■ Challenges ■
- 1) Copy the passage of the blog post below word for word, starting at the words "I was not unduly" and ending after the words "distress.  Two bowls.".
- 2) Using the blog post below, answer yes or no for each statement and quote the words of the post that decide it. (a) The writer poured the whole bottle of wine into the stew. (b) D ate two bowls of the wine stew. (c) The writer had eaten hobo stews on family canoe trips.
- 3) Write a continuation of the blog post below, starting after its last sentence.

■ Text segment ■
- - - -

Friday, January 27, 2012

Dinner Disappointment and the Sad Face of Procrastination

Maybe you all don't fall into this same trap, and in which case that makes you smarter than I so go pat yourself on the back.  I sometimes find that I have allowed myself to be led down a rosepath by something someone says on the internet (shocking, I know).  Not so much recently, as there are fewer and fewer sources that I fail to take with a huge helping of salt.  Especially where food is concerned.  I mean, look at some of the stuff out there.  Somebody called themself a genius and put this up as a recipe, a hot dog wrapped in a tortilla.  Oh, and the hilariously mocked Rachel Ray classic "late night bacon" recipe is good for a laugh (at least, the comments are).

The Pioneer Woman has a good track record in my kitchen, and usually doesn't steer you wrong for recipes.  With sites out there like Smitten Kitchen, Savory Sweet Life, and the Pioneer Woman, with step-by-step photographic instructions, I allow myself to be lulled into a false sense of kitchen security.  I can make anything with the proper instruction, I insist to myself.  I can be a kitchen goddess. (No, I cannot)   And likewise, they wouldn't post it if it weren't good?  (Yes, yes they would)

I've been burned by this sentiment before. 

Early in our relationship I invited D, then pre-boyfriend, over for a dinner.  I wanted to make something new and fantastic rather than something tried and true and less exciting (this I came to call Mistake #1). 

I found some blog on the internets touting this stew with red wine as one of the ingredients.  It looked good in the photos and I trusted it would come out looking like the photos (Mistake #2).  And I'd had hobo stews around the campfire for years on our family's canoe trips, so it was just switching out the beer ingredient for a wine ingredient, and therefore would be so much fancier.  And when it said to use the entire bottle of wine (Mistake #3), I tipped 3/4 of it into the stewpot, tra-la-laaa, congratulating myself on erring on the side of caution. 

I don't need to tell you about my confusion at the resulting purple swamp in the stewpot.  Nor my embarrassment.  Nor my urgent, panicked arm-flapping when D arrived expecting dinner and finding instead a mystery muck that wasn't even food-colored. 

*Like eating this, but less good

I was not unduly prideful about it, no, I insisted (post-taste-test) no no, we don't have to eat this, why don't we go out instead?  Poor D, opting for what he knew to be the chivalrous approach, counter-insisted that he would eat what was prepared for him.  While I gave it up as a total loss and I think I ate some carrots out of the fridge or something.  He wouldn't hear a word against the wine stew at the time.  He didn't just fall off that cliff, he took a flying leap.  Two bowls.  After he had this relationship thing nailed down he fessed up in detail about the resulting severe stomach and intestinal distress.  Two bowls.

- - - -

■ Supplied data ■
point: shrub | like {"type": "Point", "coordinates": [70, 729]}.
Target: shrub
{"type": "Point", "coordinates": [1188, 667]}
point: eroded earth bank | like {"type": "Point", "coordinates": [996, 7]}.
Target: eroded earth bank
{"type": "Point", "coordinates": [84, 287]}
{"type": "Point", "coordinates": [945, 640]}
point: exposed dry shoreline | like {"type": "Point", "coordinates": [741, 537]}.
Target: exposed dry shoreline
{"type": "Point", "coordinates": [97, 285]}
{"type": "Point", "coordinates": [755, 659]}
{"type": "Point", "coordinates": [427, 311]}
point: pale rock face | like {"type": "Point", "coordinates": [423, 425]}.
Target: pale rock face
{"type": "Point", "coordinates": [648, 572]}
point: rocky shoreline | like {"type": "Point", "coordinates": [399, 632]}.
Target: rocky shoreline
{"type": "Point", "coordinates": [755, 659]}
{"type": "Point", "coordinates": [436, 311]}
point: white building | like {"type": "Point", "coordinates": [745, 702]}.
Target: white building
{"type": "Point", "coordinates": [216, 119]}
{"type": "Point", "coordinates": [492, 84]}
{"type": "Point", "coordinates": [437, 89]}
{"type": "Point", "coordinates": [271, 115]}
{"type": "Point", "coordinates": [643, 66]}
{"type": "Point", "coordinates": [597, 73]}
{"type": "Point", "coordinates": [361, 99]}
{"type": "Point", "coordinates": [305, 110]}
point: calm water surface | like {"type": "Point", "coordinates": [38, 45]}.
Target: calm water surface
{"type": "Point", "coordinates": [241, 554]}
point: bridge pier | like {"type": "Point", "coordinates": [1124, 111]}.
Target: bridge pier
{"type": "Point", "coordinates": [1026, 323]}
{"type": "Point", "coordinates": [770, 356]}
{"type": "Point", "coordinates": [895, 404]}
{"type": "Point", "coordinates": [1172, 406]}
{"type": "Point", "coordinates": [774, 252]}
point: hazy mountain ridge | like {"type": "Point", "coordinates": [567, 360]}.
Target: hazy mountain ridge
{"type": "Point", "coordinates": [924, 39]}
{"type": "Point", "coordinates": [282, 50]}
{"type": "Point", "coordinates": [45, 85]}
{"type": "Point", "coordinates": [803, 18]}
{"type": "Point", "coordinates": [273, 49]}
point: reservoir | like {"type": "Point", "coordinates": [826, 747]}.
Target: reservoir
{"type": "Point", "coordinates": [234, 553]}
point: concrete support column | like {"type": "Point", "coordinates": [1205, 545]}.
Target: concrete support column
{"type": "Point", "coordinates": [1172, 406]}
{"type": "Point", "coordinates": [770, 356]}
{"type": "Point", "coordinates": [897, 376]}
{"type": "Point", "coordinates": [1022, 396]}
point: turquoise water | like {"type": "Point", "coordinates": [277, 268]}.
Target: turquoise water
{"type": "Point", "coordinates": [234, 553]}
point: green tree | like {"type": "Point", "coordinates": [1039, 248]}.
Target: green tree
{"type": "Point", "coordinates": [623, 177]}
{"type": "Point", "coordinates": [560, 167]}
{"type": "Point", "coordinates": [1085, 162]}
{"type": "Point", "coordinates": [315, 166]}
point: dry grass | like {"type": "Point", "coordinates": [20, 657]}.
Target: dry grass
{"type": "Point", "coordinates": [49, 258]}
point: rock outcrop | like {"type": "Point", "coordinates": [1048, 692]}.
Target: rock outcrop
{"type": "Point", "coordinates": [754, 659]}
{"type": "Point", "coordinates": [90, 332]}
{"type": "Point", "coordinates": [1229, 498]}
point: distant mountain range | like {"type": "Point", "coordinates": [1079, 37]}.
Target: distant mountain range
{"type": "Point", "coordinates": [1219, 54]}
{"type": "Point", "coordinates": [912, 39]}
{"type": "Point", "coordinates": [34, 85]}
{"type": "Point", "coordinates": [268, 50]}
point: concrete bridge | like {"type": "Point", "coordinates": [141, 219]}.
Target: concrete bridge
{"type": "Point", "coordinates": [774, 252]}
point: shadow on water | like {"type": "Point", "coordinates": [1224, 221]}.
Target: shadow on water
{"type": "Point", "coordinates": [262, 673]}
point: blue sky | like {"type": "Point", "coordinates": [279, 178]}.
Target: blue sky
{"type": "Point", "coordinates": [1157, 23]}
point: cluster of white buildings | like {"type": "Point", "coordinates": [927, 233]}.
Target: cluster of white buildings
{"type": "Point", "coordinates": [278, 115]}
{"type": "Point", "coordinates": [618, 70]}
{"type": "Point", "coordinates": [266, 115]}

- - - -

■ Expected answers ■
- 1)
I was not unduly prideful about it, no, I insisted (post-taste-test) no no, we don't have to eat this, why don't we go out instead?  Poor D, opting for what he knew to be the chivalrous approach, counter-insisted that he would eat what was prepared for him.  While I gave it up as a total loss and I think I ate some carrots out of the fridge or something.  He wouldn't hear a word against the wine stew at the time.  He didn't just fall off that cliff, he took a flying leap.  Two bowls.  After he had this relationship thing nailed down he fessed up in detail about the resulting severe stomach and intestinal distress.  Two bowls.

- 2)
(a) No: "I tipped 3/4 of it into the stewpot"
(b) Yes: "Two bowls."
(c) Yes: "I'd had hobo stews around the campfire for years on our family's canoe trips"

- 3)
Fast forward to the present day; I have redeemed myself in the cooking department since.  D didn't really need to be cajoled into trying the recipe for Eggs Florentine with Goetta that I found on the internets.  All that was required was that I began my text to him with the word:  GOETTA

*Here be Goetta
 Though we have merely adopted Cincy as our home, rather than being born into it, D is probably more ravenous a goetta-supporter than some Cincy natives.  He tells me that Cincy is the biggest consumer of goetta on the planet now, thanks to folks whose families immigrated here generations ago.  And yes, we've been to one of the Goetta festivals here.  Not the other one though.  Maybe this year. 

But I digress.  D is a huge fan of breakfast-for-dinner (though not of dinner-for-breakfast).  An egg casserole-type dish using spinach and cheese and a meat just sounds hard to screw up.
For the time it took to prepare on a weeknight and unexceptional blandness, I was sorely disappointed in this recipe.  Granted, I didn't follow it to the letter.  Honestly, who has 18 spare eggs sitting in the fridge?  I had surmised (incorrectly) that it would just bring out the flavor of the other ingredients that much more if there were less eggs.  It appeared out of the oven looking quite lovely and smelling great too.  But it was so bland that we had to grudgingly go through the leftovers with HP sauce, with worcestershire sauce, with okonomiyaki sauce.  Disappointing. Perhaps if I had used 18 eggs instead of (ahem) 9, it might have been good.   Although I'm inclined to think it would just have tasted more eggy.

But a silver lining there was, in the wake of this culinary defeat.
(probably as a result of, let's be honest)

D has taken an interest in taking up his Alton Brown cookbook and teaching himself how to properly cook.  Which I applaud and support.  If this week's brussels sprouts were any indication, I shall enjoy my continued support of his endeavor.
In other news: 
My happy little heuchera friends kept waiting for me to bring them in to the garage (there's a window in there).  But the weather was so mild, and they seemed to do well enough so I left them.  And left them.  And when winter- real winter- finally hit, it hit with a sheet of ice.  All of the planters were frozen to the porch. 

This is the face of procrastination.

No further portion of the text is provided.